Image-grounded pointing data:
'''
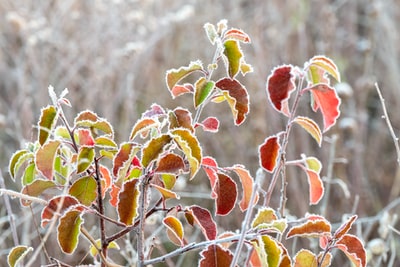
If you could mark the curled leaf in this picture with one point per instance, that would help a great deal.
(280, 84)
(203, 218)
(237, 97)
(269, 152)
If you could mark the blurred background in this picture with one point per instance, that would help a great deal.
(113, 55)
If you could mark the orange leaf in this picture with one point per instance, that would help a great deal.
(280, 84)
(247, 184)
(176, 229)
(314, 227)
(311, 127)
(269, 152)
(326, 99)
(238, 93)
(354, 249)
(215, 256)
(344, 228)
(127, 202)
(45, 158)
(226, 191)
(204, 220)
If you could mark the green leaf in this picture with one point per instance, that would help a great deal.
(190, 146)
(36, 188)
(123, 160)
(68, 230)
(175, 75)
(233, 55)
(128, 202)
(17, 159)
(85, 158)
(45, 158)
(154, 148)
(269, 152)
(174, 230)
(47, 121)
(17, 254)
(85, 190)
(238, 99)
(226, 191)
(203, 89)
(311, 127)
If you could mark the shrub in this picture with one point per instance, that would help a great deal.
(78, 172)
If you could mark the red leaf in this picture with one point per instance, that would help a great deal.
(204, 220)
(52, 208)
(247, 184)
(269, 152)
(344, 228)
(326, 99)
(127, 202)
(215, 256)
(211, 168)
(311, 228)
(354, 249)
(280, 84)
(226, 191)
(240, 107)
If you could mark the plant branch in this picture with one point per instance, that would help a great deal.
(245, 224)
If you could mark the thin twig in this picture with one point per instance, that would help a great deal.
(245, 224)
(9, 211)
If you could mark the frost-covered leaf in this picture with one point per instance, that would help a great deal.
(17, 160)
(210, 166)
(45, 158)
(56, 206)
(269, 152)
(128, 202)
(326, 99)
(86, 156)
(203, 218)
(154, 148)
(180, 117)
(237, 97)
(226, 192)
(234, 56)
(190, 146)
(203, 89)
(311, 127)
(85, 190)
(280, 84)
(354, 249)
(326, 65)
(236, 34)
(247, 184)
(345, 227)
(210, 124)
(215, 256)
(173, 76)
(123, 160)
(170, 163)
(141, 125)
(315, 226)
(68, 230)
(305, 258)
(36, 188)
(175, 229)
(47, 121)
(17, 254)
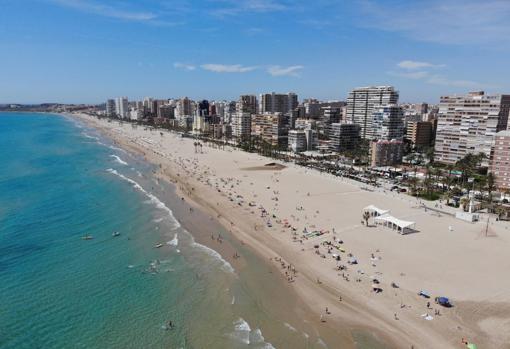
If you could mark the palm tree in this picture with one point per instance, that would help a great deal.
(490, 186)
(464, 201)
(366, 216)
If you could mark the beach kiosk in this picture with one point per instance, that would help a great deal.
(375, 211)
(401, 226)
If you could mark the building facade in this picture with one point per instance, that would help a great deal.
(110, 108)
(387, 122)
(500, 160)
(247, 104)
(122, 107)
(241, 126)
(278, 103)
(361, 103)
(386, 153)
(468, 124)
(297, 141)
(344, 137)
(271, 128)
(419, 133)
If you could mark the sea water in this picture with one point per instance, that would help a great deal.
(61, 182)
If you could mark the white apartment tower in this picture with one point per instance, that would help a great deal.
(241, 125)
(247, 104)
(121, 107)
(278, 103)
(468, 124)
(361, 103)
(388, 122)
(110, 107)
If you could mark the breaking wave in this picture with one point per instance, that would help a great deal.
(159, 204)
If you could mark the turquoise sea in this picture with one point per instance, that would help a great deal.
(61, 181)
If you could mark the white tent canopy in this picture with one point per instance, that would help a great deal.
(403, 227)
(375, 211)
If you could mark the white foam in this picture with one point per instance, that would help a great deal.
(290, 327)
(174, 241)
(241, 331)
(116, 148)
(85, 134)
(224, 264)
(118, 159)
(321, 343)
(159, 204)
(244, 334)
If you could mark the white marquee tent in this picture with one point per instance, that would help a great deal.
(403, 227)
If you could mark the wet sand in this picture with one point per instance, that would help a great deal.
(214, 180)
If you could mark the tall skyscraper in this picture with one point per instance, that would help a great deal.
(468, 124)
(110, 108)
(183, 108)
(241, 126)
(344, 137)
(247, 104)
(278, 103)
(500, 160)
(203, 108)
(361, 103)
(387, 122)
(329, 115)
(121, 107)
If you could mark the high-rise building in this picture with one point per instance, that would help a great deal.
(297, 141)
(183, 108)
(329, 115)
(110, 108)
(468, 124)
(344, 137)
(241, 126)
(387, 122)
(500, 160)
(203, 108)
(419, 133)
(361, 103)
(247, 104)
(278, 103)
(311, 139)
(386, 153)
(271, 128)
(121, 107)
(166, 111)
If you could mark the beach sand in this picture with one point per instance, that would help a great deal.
'''
→ **WHAT THE TASK ASKS**
For every record above, repeat the text exactly and omit any picture.

→ **OUTPUT OF THE EXERCISE**
If you could mark the curled leaf in this picture with one point per instance, that would help a great deal.
(280, 84)
(203, 218)
(237, 97)
(269, 152)
If you could mark the blurred background in this picture with one point per instance, that would help a great deal.
(113, 55)
If you could mark the orange leaf in this picture with one point per instance, that would help a great deal.
(280, 84)
(247, 184)
(176, 229)
(314, 227)
(311, 127)
(269, 152)
(326, 99)
(238, 93)
(354, 249)
(215, 256)
(344, 228)
(127, 202)
(45, 158)
(226, 191)
(204, 220)
If you could mark the green leaf in this picture with one point per instance, that would help a great deal.
(190, 146)
(36, 188)
(123, 160)
(68, 230)
(175, 75)
(233, 55)
(128, 202)
(17, 159)
(85, 158)
(45, 158)
(154, 148)
(269, 152)
(174, 230)
(47, 121)
(17, 254)
(85, 190)
(238, 99)
(226, 191)
(203, 89)
(311, 127)
If you could mark the shrub in this picture with one point per instance, that would help a great deal.
(78, 172)
If you could mark the red leaf in this picture with one point per instance, that would help a great deal.
(204, 220)
(52, 208)
(247, 184)
(269, 152)
(344, 228)
(326, 99)
(127, 202)
(215, 256)
(211, 168)
(311, 228)
(354, 249)
(280, 84)
(226, 191)
(240, 107)
If you could mark the plant branch in this picture with one point per instance, that would help a great deal.
(245, 224)
If you could mark the thin twig in this picture with one point per instance, that would help a great deal.
(245, 224)
(9, 211)
If you could mark the frost-covered leaf in this picture with one point per instance, that would help a great deal.
(17, 160)
(210, 166)
(45, 158)
(56, 206)
(269, 152)
(128, 202)
(326, 99)
(86, 156)
(203, 218)
(154, 148)
(180, 117)
(237, 97)
(226, 192)
(234, 56)
(190, 146)
(203, 89)
(311, 127)
(85, 190)
(280, 84)
(354, 249)
(326, 65)
(236, 34)
(247, 184)
(345, 227)
(210, 124)
(215, 256)
(173, 76)
(123, 160)
(170, 163)
(141, 125)
(315, 226)
(68, 230)
(305, 258)
(36, 188)
(175, 229)
(47, 121)
(17, 254)
If you could mark the palm tree in this picture with one point per instance, that would help a great deal.
(490, 186)
(464, 201)
(366, 216)
If you could mark the beach kiosk in this picture with one point per instance, that would help a great deal.
(375, 211)
(401, 226)
If you could mark the building facade in this picture with one point per instance, that would help a great deal.
(110, 108)
(387, 122)
(500, 160)
(247, 104)
(122, 107)
(241, 126)
(278, 103)
(361, 103)
(386, 153)
(468, 124)
(297, 141)
(344, 137)
(271, 128)
(419, 133)
If you could mark the sea water in this picture with one point per instance, that would help a great deal.
(61, 182)
If you could mark the white apartment tower in this picture with one point per instance, that would help a great deal.
(241, 125)
(247, 104)
(121, 107)
(278, 103)
(468, 124)
(361, 103)
(388, 122)
(110, 107)
If you could mark the breaking wave in this picture with one point per instance, that would help a great deal.
(159, 204)
If you could mark the turquoise sea in this picture with one point per instance, that would help a great deal.
(61, 181)
If you could mark the white tent canopy in this picture with one point per instance, that would help a great deal.
(403, 227)
(375, 211)
If you could mark the white foam in this picture with one point per instance, that would help a great deal.
(290, 327)
(174, 241)
(241, 331)
(116, 148)
(85, 134)
(224, 264)
(118, 159)
(321, 343)
(159, 204)
(244, 334)
If you could mark the white marquee tent in this picture with one point per instance, that would help a great deal.
(403, 227)
If you could mark the wet sand in this picture with one point per instance, that would help a great deal.
(214, 180)
If you could mark the tall skyscraper in this picture with one point per instance, that would help a great deal.
(468, 124)
(110, 108)
(183, 108)
(241, 126)
(344, 137)
(247, 104)
(278, 103)
(500, 160)
(203, 108)
(361, 103)
(387, 122)
(329, 115)
(121, 107)
If you could mark the high-rise building in this picture with one point per instance, that would help a great deal.
(297, 141)
(183, 108)
(329, 115)
(110, 108)
(468, 124)
(344, 137)
(241, 126)
(387, 122)
(500, 160)
(203, 108)
(419, 133)
(361, 103)
(247, 104)
(278, 103)
(311, 139)
(386, 153)
(271, 128)
(121, 107)
(166, 111)
If you could mark the beach sand in this picture with one point per instance, that would help a great deal.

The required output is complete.